→ **Data for processing**:
— BEGIN —

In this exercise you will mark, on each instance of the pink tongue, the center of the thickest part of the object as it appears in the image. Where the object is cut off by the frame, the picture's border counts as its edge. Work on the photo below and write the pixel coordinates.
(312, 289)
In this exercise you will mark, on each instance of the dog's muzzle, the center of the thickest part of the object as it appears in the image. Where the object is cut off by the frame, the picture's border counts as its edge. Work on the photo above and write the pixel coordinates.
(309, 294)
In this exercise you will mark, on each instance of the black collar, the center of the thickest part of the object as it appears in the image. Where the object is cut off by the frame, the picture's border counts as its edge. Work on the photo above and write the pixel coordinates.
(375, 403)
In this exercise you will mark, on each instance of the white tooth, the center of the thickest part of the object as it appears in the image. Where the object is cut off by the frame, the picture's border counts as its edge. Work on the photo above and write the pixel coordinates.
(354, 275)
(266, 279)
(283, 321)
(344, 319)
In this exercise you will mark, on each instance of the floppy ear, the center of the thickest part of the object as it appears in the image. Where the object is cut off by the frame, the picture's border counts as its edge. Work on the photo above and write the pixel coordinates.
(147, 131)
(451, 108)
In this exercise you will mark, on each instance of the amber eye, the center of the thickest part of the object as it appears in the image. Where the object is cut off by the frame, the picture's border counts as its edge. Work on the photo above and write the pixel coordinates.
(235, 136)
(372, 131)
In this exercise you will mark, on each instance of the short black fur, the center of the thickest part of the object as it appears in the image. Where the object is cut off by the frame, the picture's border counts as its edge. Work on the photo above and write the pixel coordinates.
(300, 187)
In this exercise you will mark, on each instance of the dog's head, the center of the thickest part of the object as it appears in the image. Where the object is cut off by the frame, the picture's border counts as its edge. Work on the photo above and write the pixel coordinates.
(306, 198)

— END —

→ **Directions**: Reproduce every line of the data above word for word, with no changes of any kind.

→ **Exercise response**:
In this exercise you will mark, on each instance of the pink tongue, the center of the thickest part of the object as it appears in the image. Where the object is cut off by the frame, the picture's border counts as its edge. Work on the photo below and write the pixel coordinates.
(312, 289)
In this exercise you will mark, on each instance of the dog's muzzle, the center of the thickest part of the object as it appears in the image. Where the object is cut off by the frame, the picture's border counts as its edge. Work on the photo above and write the pixel coordinates.
(309, 294)
In this exercise you will mark, on each instance of the black collar, the center of the thickest part of the object as it appears in the image. Where the object is cut off by the frame, the picture's border counts as its edge. Work on the photo above and write the pixel coordinates.
(375, 403)
In this exercise you will mark, on each instance of the white tooth, the center of the thickest part of the object as it appears in the image. Where the object is cut off by the frame, the picture's border counts as its edge. Work on the photo above and write the pixel coordinates.
(354, 275)
(266, 279)
(283, 321)
(344, 319)
In this exercise you will mark, on each instance of the floppy ear, the center of the thickest part of the object as it appears in the image. Where the object is cut off by the frame, the picture's border counts as its edge. Work on the photo above and write the pixel coordinates.
(147, 131)
(451, 108)
In this exercise you will mark, on each instance of the amber eye, the center of the thickest part of the object as it appears in the image. Where the object is cut off by the frame, the picture's border counts as its edge. Work on the photo above and write the pixel coordinates.
(235, 136)
(372, 131)
In this exercise you will mark, on each instance of the short black fur, the center of the thickest part of the object as it appears in the image. Where the object is cut off by the frame, the picture's border counts as its edge. Work on the photo above and write the pixel coordinates.
(300, 187)
In this exercise you will mark, on each instance of the dog's head, the center of the thickest part of the object as it appears in the image. Where the object is cut off by the frame, the picture's border counts as its edge. Work on the photo above and write the pixel coordinates.
(306, 198)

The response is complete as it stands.